BEGIN EXCERPTED RECORDS

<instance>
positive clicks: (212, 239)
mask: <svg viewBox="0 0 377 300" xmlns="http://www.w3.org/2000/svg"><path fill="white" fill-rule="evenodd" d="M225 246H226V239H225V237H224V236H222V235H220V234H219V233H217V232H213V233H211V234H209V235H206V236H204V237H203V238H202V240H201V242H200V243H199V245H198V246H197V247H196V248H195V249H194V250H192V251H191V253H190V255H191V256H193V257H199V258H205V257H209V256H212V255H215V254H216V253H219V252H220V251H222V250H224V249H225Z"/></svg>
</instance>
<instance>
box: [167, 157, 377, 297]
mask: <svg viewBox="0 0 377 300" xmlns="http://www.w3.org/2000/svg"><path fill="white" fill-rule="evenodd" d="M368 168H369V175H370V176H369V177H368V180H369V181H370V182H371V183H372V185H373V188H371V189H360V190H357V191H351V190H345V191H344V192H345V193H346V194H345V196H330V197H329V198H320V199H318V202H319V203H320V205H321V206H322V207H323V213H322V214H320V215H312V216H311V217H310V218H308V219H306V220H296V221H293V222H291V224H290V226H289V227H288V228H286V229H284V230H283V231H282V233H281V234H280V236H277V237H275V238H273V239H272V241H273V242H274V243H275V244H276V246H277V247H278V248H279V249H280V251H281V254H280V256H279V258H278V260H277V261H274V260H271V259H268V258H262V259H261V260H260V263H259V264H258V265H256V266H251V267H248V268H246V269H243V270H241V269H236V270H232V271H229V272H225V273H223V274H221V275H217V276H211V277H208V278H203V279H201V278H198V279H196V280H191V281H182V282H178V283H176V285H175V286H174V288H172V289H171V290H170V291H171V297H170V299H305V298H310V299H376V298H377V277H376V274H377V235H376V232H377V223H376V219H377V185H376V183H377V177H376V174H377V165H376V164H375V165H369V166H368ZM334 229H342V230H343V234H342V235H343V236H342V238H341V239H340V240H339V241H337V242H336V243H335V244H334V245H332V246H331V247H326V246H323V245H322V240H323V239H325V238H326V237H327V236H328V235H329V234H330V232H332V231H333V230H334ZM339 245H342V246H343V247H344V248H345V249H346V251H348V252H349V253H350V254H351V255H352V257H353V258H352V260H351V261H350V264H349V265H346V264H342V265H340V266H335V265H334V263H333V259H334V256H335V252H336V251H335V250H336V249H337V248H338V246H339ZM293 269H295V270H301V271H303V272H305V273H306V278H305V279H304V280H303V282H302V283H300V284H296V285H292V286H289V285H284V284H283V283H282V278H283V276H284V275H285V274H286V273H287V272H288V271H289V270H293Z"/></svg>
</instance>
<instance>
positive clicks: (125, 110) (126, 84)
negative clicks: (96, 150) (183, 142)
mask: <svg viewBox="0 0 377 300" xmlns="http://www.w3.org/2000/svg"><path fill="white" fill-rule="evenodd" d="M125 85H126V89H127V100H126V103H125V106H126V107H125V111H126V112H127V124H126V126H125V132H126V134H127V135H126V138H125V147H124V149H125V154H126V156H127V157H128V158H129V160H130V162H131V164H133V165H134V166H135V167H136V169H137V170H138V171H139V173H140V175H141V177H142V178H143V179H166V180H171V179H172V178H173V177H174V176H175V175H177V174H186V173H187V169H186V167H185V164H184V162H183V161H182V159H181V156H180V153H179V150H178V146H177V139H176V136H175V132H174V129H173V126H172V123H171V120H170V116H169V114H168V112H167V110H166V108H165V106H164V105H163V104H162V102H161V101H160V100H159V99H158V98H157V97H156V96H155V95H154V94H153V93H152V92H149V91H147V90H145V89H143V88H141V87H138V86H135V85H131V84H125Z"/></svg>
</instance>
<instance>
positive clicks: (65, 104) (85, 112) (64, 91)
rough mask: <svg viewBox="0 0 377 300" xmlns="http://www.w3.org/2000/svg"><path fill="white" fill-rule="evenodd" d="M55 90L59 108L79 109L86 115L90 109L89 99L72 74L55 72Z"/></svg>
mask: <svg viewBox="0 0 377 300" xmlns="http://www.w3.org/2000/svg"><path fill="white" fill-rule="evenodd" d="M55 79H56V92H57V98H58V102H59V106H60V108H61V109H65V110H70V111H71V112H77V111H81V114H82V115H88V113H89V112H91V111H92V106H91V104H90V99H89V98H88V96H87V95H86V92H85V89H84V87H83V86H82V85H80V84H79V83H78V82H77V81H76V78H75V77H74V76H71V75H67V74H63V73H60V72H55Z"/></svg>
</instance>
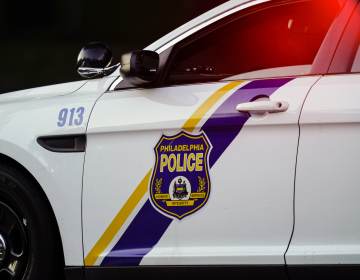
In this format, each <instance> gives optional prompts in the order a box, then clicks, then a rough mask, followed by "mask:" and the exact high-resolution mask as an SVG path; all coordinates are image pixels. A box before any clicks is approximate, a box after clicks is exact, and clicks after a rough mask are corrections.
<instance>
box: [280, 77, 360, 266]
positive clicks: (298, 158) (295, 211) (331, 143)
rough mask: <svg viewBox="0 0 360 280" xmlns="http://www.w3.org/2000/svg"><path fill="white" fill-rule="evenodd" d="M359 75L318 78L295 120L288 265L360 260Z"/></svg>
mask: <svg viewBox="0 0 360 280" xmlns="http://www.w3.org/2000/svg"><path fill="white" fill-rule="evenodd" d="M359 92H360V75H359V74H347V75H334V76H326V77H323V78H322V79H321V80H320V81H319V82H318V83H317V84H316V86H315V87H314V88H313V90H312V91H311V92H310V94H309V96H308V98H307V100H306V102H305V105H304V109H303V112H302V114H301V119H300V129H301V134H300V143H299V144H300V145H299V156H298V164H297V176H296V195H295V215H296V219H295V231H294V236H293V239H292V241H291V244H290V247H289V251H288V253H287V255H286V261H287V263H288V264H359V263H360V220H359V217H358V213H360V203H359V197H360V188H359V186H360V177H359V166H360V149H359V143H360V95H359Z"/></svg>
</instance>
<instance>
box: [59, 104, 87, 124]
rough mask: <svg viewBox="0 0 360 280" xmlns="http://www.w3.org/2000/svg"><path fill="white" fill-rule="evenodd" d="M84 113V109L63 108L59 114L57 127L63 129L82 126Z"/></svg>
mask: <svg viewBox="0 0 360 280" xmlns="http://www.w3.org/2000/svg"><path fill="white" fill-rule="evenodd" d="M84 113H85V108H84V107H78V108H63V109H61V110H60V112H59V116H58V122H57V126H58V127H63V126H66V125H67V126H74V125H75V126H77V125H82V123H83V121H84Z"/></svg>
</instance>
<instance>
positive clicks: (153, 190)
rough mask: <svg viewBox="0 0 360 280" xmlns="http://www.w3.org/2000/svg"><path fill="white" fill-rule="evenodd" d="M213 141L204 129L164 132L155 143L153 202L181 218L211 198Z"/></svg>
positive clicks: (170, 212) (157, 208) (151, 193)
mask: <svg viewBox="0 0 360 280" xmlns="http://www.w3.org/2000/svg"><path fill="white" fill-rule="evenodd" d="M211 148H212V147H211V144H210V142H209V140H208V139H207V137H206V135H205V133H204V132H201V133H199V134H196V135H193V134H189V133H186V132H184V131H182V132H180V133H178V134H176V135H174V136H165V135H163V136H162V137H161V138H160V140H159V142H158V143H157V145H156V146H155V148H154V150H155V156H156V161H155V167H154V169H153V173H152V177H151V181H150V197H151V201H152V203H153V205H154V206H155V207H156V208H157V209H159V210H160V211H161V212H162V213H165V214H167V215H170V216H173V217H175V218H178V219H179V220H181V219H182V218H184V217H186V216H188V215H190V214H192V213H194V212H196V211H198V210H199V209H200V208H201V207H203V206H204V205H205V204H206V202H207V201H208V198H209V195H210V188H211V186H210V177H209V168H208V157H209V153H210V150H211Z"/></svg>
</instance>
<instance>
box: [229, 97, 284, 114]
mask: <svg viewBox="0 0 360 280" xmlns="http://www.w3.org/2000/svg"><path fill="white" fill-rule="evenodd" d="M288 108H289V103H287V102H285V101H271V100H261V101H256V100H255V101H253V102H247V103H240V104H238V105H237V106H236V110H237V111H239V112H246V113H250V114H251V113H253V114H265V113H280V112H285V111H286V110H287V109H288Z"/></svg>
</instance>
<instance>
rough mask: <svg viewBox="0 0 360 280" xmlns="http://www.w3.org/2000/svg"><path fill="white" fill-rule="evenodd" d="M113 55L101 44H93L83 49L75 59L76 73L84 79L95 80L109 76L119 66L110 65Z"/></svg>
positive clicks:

END EXCERPTED RECORDS

* **PROBLEM TO SOLVE**: How many lines in the items above contain the string "positive"? Reply with the number alone.

* **SOLUTION FOR THIS PROBLEM**: 7